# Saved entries
§ §

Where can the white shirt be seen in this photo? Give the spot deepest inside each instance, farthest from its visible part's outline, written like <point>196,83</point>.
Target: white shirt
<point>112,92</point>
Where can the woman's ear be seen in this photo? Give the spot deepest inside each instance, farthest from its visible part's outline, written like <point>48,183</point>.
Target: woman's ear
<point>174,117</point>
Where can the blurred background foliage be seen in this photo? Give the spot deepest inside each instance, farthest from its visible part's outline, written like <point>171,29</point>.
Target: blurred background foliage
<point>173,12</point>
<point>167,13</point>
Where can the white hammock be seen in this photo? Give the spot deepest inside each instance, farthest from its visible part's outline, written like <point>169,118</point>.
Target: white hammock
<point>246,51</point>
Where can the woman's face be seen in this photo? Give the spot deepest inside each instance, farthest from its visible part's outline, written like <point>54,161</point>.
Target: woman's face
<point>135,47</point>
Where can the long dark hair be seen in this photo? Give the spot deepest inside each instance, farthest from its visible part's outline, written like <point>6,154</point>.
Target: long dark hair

§ §

# WORK TO BE COMPLETED
Could you arrange the part that opens with the line containing "Where can the woman's ear" and closes with the line containing "<point>167,13</point>" as a JSON list of strings, one string per line, with blank lines left out?

# SOLVED EXERCISE
[
  "Where can the woman's ear be seen in this photo? Give the spot deepest inside each instance, farthest from its visible part's outline, written like <point>48,183</point>.",
  "Target: woman's ear",
  "<point>174,117</point>",
  "Where can the blurred background foliage be seen in this photo? Give the spot deepest inside each instance, farthest from its visible part's outline, written like <point>171,29</point>.",
  "Target: blurred background foliage",
  "<point>173,12</point>",
  "<point>167,13</point>"
]